▸ Exercise requirements:
1. In the passage on the targeted amplicon analysis format, why was the format designed to be contained in a single JSON file? Answer in one to three sentences.
2. Extend the passage on the targeted amplicon analysis format with the text that would come after its final sentence.

▸ Passage to read:
__________

The format was created while attempting to stay consistent with previous standards like [MIxS standards](https://genomicsstandardsconsortium.github.io/mixs/). These are the standards that the short read archive (SRA) use to validate metadata upon submission. This also helps to keep data standards to adhere to FAIR (Findable, Accessible, Interoperable, and Reusable). 

The format was developed in order to achieve an efficient/low-weight format that contains the minimum amount of information about a targeted amplicon analysis without losing any important data. Tools are generated around this table to generate certain fields that are important but not necessary to keep constantly stored in this base class (e.g. aggreated SNP/INDEL calls, aggregated allele frequencies). To increase portability and to keep data internally consistent, format was designed to be contained within a singular file in [JSON format](https://en.wikipedia.org/wiki/JSON) which removes the limitation of storing data only in a tabular format. Though output generated from this file can still be a table for downstream usage in other tools but by storing in the flexible JSON format this allows storage in non-redundant organization (e.g. storing the sequennce only once while storing other data in lists).

__________

▸ Records provided:

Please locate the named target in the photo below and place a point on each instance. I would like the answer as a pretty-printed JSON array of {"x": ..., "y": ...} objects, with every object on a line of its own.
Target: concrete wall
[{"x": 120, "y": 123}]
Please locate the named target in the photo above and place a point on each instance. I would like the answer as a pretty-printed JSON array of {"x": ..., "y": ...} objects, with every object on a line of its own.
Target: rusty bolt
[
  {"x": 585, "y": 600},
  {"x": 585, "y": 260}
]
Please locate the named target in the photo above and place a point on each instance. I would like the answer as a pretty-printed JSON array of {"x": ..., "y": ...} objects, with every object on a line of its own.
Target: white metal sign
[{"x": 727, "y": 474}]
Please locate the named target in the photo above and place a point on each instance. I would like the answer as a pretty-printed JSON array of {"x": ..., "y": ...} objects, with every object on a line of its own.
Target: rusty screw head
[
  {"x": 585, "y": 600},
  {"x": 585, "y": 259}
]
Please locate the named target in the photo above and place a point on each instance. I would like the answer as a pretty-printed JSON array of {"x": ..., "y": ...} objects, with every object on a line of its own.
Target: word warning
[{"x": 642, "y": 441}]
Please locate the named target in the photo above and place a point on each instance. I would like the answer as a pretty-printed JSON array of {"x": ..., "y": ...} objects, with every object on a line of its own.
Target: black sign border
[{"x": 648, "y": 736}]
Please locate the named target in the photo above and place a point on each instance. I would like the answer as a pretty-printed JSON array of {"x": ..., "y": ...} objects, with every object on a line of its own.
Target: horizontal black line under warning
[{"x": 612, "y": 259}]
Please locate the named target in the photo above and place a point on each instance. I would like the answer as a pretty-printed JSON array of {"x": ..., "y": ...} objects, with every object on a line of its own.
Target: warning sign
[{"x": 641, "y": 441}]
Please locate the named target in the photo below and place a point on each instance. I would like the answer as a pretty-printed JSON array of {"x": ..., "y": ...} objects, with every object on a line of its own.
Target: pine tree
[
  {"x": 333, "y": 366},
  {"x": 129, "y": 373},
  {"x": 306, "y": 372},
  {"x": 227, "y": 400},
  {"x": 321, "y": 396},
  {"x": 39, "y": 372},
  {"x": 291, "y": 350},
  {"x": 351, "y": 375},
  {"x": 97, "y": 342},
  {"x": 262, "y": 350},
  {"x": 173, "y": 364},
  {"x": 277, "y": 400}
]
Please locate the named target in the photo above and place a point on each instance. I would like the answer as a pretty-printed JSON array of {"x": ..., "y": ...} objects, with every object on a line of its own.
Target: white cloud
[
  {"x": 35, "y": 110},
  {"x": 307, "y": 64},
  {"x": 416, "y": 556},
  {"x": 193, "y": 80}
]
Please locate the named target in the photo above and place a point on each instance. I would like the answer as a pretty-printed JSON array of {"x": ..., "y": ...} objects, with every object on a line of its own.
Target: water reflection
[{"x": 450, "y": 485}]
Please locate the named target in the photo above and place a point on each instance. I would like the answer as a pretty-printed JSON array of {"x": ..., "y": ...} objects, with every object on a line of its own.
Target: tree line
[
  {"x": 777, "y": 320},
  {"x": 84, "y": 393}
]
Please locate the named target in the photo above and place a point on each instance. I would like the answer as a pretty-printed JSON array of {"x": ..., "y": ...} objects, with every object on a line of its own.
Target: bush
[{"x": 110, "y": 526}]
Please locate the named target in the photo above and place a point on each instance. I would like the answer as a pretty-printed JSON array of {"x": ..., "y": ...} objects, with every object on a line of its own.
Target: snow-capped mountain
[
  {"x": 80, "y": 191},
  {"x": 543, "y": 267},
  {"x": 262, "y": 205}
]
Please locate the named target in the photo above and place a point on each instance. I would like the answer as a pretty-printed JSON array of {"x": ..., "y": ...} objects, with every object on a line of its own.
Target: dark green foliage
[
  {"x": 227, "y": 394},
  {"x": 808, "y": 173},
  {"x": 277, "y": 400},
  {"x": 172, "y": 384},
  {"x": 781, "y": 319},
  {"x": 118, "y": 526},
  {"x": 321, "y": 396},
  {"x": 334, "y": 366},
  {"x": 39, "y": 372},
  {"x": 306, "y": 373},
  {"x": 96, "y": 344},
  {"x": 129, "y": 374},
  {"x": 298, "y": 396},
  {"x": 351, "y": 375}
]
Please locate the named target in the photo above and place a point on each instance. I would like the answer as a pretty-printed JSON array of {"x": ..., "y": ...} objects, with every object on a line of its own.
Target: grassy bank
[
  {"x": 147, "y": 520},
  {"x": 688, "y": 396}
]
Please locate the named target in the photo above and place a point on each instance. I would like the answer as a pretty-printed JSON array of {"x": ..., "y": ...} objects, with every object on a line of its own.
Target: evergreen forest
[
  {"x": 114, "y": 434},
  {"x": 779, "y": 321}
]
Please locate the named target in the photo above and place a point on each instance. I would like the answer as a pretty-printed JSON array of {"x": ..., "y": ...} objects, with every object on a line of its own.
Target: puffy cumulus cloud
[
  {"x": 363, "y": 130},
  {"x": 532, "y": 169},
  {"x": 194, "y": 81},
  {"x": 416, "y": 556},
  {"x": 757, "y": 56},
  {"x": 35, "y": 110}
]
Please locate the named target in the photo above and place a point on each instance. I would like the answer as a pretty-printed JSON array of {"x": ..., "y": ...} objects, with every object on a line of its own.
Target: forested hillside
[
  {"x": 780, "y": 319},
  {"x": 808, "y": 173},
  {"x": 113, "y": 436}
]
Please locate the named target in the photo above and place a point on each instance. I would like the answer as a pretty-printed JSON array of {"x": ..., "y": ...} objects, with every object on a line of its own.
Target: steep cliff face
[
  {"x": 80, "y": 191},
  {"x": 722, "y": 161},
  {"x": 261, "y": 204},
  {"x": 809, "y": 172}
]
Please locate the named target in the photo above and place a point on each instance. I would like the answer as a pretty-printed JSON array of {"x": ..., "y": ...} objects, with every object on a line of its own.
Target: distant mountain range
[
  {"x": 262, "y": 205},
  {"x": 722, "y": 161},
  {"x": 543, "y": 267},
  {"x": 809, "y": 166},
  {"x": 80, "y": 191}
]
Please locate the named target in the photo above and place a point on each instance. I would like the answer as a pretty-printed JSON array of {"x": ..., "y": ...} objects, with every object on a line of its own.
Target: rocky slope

__________

▸ Set of answers:
1. Keeping the format in a single file increases portability and keeps the data internally consistent. Using JSON removes the limitation of storing data only in a tabular format. It also allows a non-redundant organization, such as storing the sequence only once while other data are kept in lists.

2.
Format is defined by utilizing [LinkML](https://linkml.io/linkml/) to generate a general data scheme which creates various validation outputs like [JSON Schema](https://json-schema.org/) for validation tools. LinkML generates a website for viewing all fields defined in the format, <https://github.com/PlasmoGenEpi/portable-microhaplotype-object>. 

Other notable users of LinkML/MIxS [National Microbiome Data Collaborative Schema](https://github.com/microbiomedata/nmdc-schema)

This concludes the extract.